▶ **How to complete this task**
The answer is an exact repeat of the entries below, with the pictures omitted.
--- Material shown Enclosed Below ---
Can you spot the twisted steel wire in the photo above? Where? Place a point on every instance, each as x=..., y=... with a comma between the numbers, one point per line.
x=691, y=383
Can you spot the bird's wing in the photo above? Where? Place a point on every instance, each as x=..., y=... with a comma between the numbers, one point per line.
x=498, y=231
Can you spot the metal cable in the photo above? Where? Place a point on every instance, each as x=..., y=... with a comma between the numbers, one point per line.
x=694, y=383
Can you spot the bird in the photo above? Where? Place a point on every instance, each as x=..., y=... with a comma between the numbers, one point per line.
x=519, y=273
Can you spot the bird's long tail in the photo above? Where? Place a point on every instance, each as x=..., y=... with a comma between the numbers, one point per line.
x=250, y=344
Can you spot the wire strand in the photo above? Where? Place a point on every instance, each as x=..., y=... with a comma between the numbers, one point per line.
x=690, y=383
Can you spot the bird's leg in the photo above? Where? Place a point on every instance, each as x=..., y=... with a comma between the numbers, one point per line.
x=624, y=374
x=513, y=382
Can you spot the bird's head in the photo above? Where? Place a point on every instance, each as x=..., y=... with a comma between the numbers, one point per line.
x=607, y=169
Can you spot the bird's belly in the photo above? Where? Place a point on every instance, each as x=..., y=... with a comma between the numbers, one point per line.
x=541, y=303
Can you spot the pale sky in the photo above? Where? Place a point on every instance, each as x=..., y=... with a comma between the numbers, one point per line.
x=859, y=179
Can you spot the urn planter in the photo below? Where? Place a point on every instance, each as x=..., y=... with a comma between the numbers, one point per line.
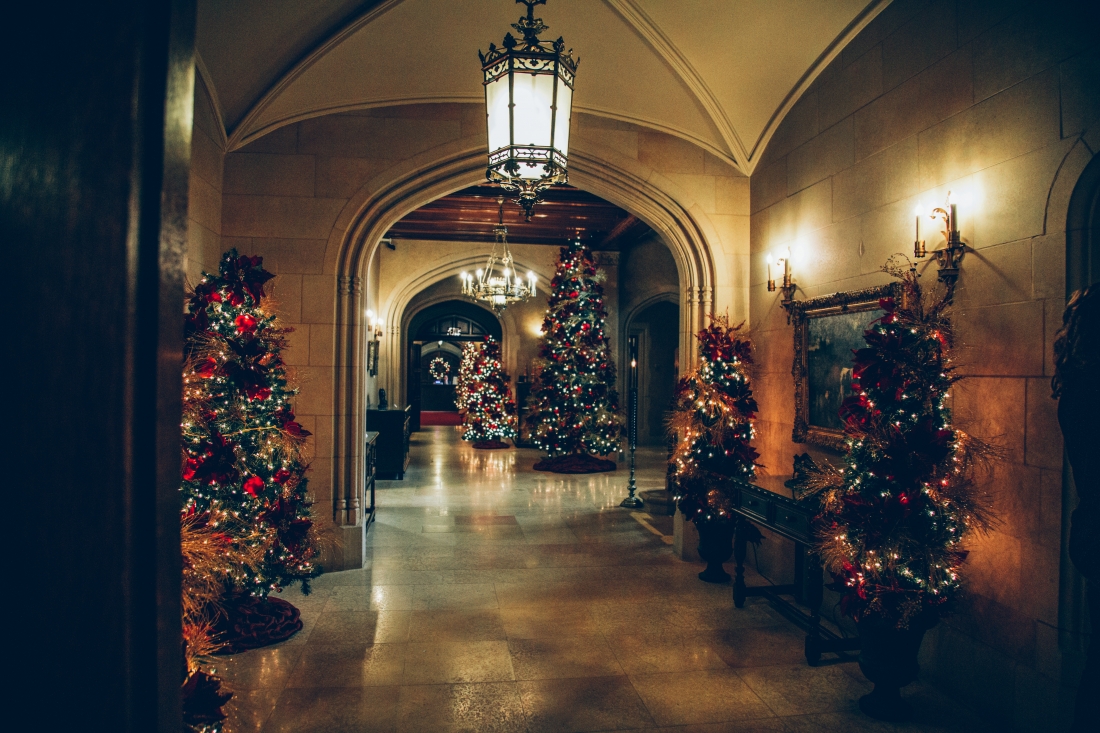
--- End of Enclosed Material shown ---
▶ **Answer space**
Can you spot the twisted steel wire in the photo above? Where? Place a point on every instance, each as x=..., y=... with a comma between the numbers, one point per line.
x=691, y=383
Can you spot the bird's wing in the photo above? Where? Place a point on every instance, each as x=..., y=... with a comma between the numbers, one point per line.
x=498, y=231
Can you spot the metal cable in the photo above? Where? Place a point on every instance, each as x=..., y=... with a comma between the numbers, one point per line.
x=694, y=383
Can you spot the bird in the photo above? Where? Place a point on every instance, each as x=..., y=... with a comma between the numbers, one point per line.
x=519, y=273
Can you spot the bird's long tail in the photo above? Where? Place a point on every instance, each as x=..., y=... with a comma between the numbers, one point per line.
x=250, y=344
Can you spot the wire strand in the photo above? Where? Place a point on every instance, each as x=..., y=... with a comma between the numbers, one point per line.
x=690, y=383
Can you spot the bird's leg in the photo above? Where? Place a point on every instance, each as x=..., y=... with a comma between the numbers, one point per line.
x=624, y=374
x=513, y=382
Can you spot the bird's head in the photo above? Where? Place a point on every instance, each as x=..., y=... with a comma between the numbers, one point per line.
x=607, y=169
Can you spot the bird's belly in the photo above? Where? Place a point on every instance, each as x=..., y=... with a comma between the numbers, one point per line.
x=541, y=303
Can you spot the pale sky in the photo above? Where? Place a point on every instance, each as x=..., y=... with a comma between the numbers, one point per line.
x=859, y=179
Can you spot the urn planter in the photo below? Where? Place a point on every instance, each as x=..., y=... with a comma between the numbers, one point per line.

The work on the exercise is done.